#### [GIVEN INSTRUCTION A]
Identify every line of the records that contains the string "point". Case counts.

Documentation on decryption of encrypted config.xml files is not correct

Added by Dennis Adler over 2 years ago. Updated about 2 years ago.

Status:
Resolved
Priority:
Normal
Assignee:
Category:
Backup / Restore
Target version:
-
Start date:
Due date:
% Done:

100%

Estimated time:

Description

The information listed in the pfSense online manual at https://docs.netgate.com/pfsense/en/latest/backup/restore.html, which was changed in response to a previous bug (https://redmine.pfsense.org/issues/11162 -- hence the regression tag) does not allow me to decrypt newer backup files. The online manual references v2.5.0 (CE?); I tested this against 22.05 but suspect it impacts every version that uses the more secure password hashing algorithm for encrypting backups.

For all of the details, please see the TAC ticket https://portal.netgate.com/tickets/details/1105865744?back=tickets. I'm just listing the doc fixes in this bug.

First, it is not necessary to use grep to strip the BEGIN or END lines, nor is it necessary to base64 decode the file first. OpenSSL, at least as of v1.1.1, is quite happy to deal with these files as-is if you simply add "-a" to the decryption switch set. If you really want to lean things down, according to other online sources I read, you can do away with "-salt" as that is automatically added (though I DID NOT verify that)

The pre-2.5.0 decryption can happen with a single command. Using Windows CMD file format, the line would be:

openssl enc -d -a -aes-256-cbc -md md5 -in %1 -out %2

Where %1 is the input file (encrypted, base64 format) and %2 is the desired output file.

#### [DATA SHOWN]

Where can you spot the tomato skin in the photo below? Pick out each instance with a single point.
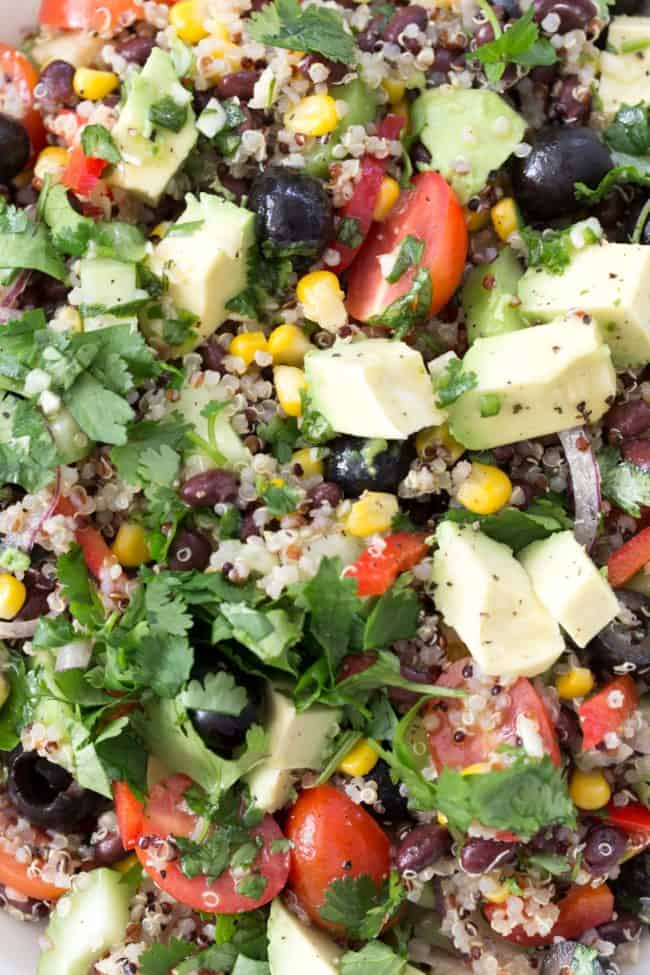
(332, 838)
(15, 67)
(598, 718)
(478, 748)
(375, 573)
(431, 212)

...

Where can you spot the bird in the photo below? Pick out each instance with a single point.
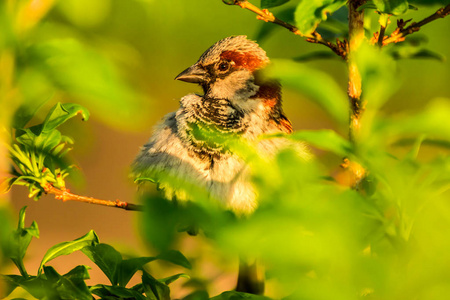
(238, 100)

#### [GIVEN INSTRUCTION B]
List every web address that appears in the bug report above.

#### [WRITTEN ANSWER A]
Where can you spot the tomato skin in the photo below? Pick out each instance with a single point.
Where can you spot the bird in the photo below? Pick out each instance with a single point.

#### [WRITTEN ANSWER B]
https://docs.netgate.com/pfsense/en/latest/backup/restore.html
https://redmine.pfsense.org/issues/11162
https://portal.netgate.com/tickets/details/1105865744?back=tickets